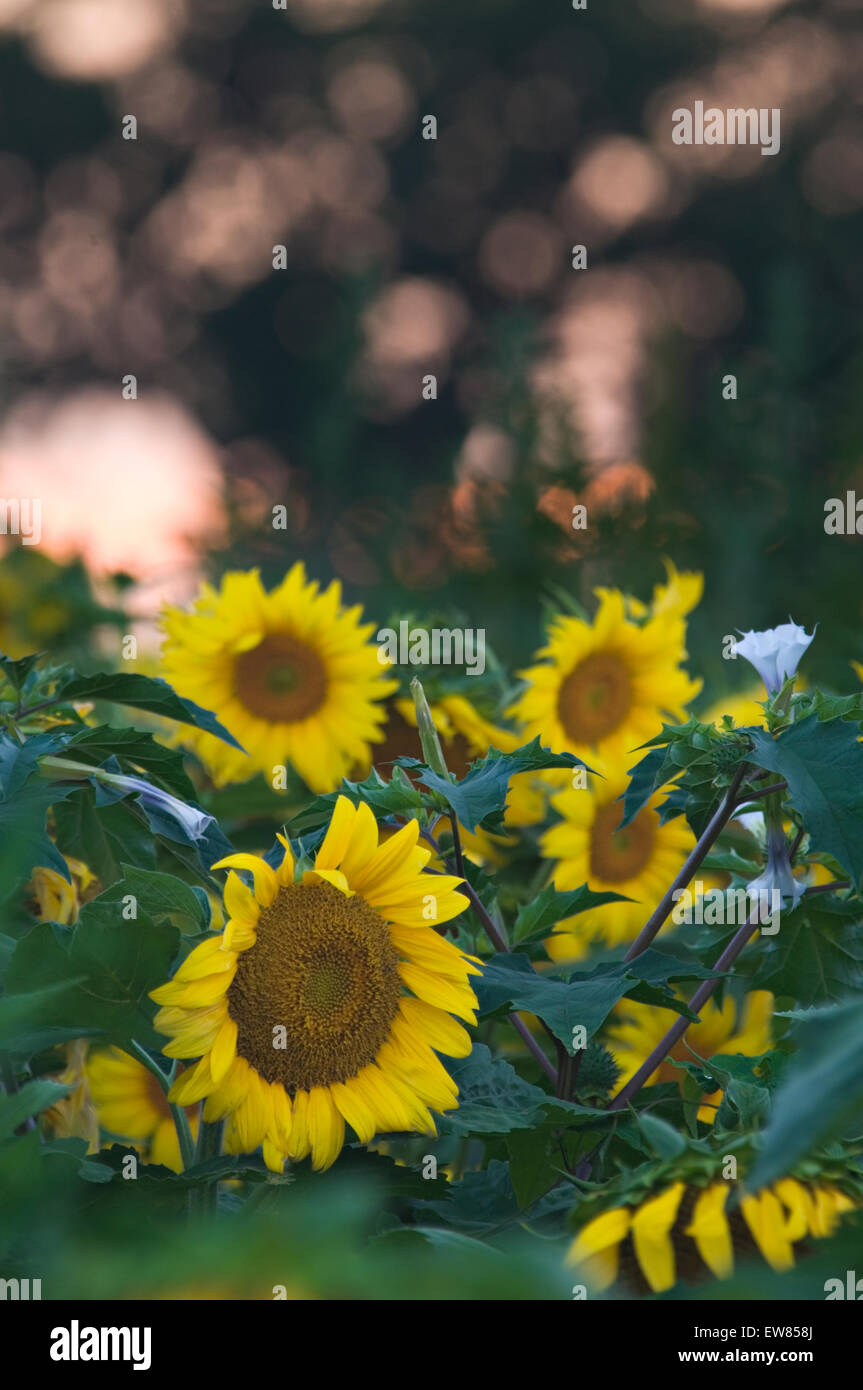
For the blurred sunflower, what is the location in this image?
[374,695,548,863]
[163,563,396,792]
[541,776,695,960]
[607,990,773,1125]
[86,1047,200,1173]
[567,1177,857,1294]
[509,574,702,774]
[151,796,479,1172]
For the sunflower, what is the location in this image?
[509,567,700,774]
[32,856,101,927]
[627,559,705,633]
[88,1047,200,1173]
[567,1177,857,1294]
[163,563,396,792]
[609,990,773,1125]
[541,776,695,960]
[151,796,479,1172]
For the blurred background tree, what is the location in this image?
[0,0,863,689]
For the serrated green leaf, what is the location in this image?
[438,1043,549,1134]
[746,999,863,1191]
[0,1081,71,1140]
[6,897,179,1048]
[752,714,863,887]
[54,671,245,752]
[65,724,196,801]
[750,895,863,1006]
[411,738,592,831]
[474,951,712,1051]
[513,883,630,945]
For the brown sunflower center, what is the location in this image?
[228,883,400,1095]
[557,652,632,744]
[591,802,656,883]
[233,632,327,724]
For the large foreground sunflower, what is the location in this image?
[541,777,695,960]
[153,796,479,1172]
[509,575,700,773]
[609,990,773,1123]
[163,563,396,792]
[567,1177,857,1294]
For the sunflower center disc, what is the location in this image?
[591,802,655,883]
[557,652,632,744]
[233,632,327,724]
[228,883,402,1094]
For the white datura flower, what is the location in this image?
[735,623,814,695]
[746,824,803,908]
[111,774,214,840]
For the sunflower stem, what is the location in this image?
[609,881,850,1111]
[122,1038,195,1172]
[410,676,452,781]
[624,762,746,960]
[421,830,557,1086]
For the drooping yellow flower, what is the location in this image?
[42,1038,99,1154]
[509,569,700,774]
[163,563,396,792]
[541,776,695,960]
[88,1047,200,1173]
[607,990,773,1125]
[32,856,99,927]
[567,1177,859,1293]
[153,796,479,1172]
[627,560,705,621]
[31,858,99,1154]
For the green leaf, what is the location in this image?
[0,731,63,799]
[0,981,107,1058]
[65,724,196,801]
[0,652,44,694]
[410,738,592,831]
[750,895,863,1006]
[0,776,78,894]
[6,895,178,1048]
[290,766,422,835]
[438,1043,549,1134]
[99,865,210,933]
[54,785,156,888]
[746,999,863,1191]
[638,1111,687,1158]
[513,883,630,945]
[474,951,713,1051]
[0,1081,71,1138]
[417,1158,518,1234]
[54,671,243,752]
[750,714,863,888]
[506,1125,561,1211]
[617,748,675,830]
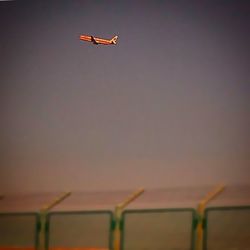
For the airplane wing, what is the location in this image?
· · ·
_TASK DETAILS:_
Format the lines of the material above as a numbered list, beginning at the line that contains "For the sunflower, what" and stopping after the line that contains "[0,0,863,689]". Leave out any blank lines.

_SOLUTION BELOW:_
1. For the sunflower, what is the location in this image?
2. [509,567,700,774]
3. [32,856,101,927]
4. [627,559,705,633]
5. [88,1047,200,1173]
6. [567,1177,857,1294]
7. [163,563,396,792]
8. [609,990,773,1125]
9. [541,776,695,960]
10. [151,796,479,1172]
11. For the blurred background tree, what is the location in this image?
12. [0,0,863,689]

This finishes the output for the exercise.